Bounding-box records
┄┄┄┄┄┄┄┄┄┄┄┄┄┄┄┄┄┄┄┄
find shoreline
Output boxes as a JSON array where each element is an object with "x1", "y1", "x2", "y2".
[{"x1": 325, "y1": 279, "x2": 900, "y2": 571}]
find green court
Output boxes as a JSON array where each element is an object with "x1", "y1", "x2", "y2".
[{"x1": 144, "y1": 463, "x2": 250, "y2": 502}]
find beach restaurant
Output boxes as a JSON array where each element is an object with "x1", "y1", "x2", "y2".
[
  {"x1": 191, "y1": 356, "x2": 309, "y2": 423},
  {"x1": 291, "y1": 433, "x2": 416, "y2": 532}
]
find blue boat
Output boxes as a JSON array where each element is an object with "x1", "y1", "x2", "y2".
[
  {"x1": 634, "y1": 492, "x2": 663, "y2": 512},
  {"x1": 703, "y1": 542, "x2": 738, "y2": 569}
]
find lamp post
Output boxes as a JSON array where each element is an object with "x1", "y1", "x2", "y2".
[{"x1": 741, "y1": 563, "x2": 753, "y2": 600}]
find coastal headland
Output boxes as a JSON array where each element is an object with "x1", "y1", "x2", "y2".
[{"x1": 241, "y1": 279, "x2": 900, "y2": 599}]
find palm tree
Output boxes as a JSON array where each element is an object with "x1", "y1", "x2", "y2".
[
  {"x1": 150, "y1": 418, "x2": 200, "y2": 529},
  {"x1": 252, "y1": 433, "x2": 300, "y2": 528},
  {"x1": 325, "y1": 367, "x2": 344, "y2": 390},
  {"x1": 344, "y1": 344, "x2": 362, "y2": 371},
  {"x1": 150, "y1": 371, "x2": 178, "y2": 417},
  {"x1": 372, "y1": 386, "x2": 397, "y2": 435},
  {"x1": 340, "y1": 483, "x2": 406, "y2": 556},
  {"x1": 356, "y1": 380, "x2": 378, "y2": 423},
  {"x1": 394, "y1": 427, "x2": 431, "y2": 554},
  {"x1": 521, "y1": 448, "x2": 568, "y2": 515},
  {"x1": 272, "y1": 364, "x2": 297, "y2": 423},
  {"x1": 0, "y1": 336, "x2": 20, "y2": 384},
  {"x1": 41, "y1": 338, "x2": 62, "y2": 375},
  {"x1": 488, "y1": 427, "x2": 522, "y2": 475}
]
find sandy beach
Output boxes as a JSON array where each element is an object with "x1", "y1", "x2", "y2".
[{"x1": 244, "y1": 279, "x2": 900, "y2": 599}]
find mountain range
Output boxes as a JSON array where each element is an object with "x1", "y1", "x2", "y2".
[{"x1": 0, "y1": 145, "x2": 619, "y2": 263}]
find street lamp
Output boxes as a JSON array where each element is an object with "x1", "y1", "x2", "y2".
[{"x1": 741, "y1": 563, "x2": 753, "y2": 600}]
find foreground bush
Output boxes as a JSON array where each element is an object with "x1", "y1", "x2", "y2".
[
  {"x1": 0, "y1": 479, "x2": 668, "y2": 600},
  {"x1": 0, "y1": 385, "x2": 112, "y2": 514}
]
┄┄┄┄┄┄┄┄┄┄┄┄┄┄┄┄┄┄┄┄
- TO BE DONE: Copy out the lines above verbatim, starting at the line that contains "find blue boat" and continuing through the last line of the records.

- RESULT OF THE TASK:
find blue boat
Output boxes as a JSON array where each element is an object with "x1", "y1", "x2", "y2".
[
  {"x1": 634, "y1": 492, "x2": 663, "y2": 512},
  {"x1": 703, "y1": 542, "x2": 738, "y2": 569}
]
find lamp post
Output boxes as a JSON array where each element is an object with "x1", "y1", "x2", "y2".
[{"x1": 741, "y1": 563, "x2": 753, "y2": 600}]
find coastal headland
Output boxes as a JSON array where each element is an object with "x1", "y1", "x2", "y2".
[{"x1": 241, "y1": 279, "x2": 900, "y2": 599}]
find palm tree
Output boxes as a JSON array where each element is an object with "x1", "y1", "x2", "y2".
[
  {"x1": 150, "y1": 418, "x2": 200, "y2": 529},
  {"x1": 252, "y1": 433, "x2": 300, "y2": 528},
  {"x1": 325, "y1": 367, "x2": 344, "y2": 390},
  {"x1": 344, "y1": 344, "x2": 362, "y2": 371},
  {"x1": 150, "y1": 371, "x2": 178, "y2": 417},
  {"x1": 372, "y1": 386, "x2": 397, "y2": 435},
  {"x1": 340, "y1": 483, "x2": 406, "y2": 556},
  {"x1": 356, "y1": 380, "x2": 378, "y2": 423},
  {"x1": 394, "y1": 427, "x2": 431, "y2": 554},
  {"x1": 521, "y1": 448, "x2": 568, "y2": 515},
  {"x1": 272, "y1": 364, "x2": 297, "y2": 423},
  {"x1": 0, "y1": 336, "x2": 20, "y2": 384},
  {"x1": 41, "y1": 338, "x2": 62, "y2": 375},
  {"x1": 488, "y1": 427, "x2": 522, "y2": 475}
]
find sandy beach
Output boxes as a JSON array where each element is an object with "x1", "y1", "x2", "y2".
[{"x1": 244, "y1": 279, "x2": 900, "y2": 599}]
find mountain range
Output boxes as a JSON array where each element is an object with "x1", "y1", "x2", "y2".
[{"x1": 0, "y1": 145, "x2": 619, "y2": 263}]
find street lamp
Output boxes as a JSON array where each element is an object with "x1", "y1", "x2", "y2".
[{"x1": 741, "y1": 563, "x2": 753, "y2": 600}]
find foreground bush
Output boxes as a JSON array where each element is an object with "x1", "y1", "x2", "y2".
[
  {"x1": 0, "y1": 479, "x2": 668, "y2": 600},
  {"x1": 0, "y1": 385, "x2": 112, "y2": 514}
]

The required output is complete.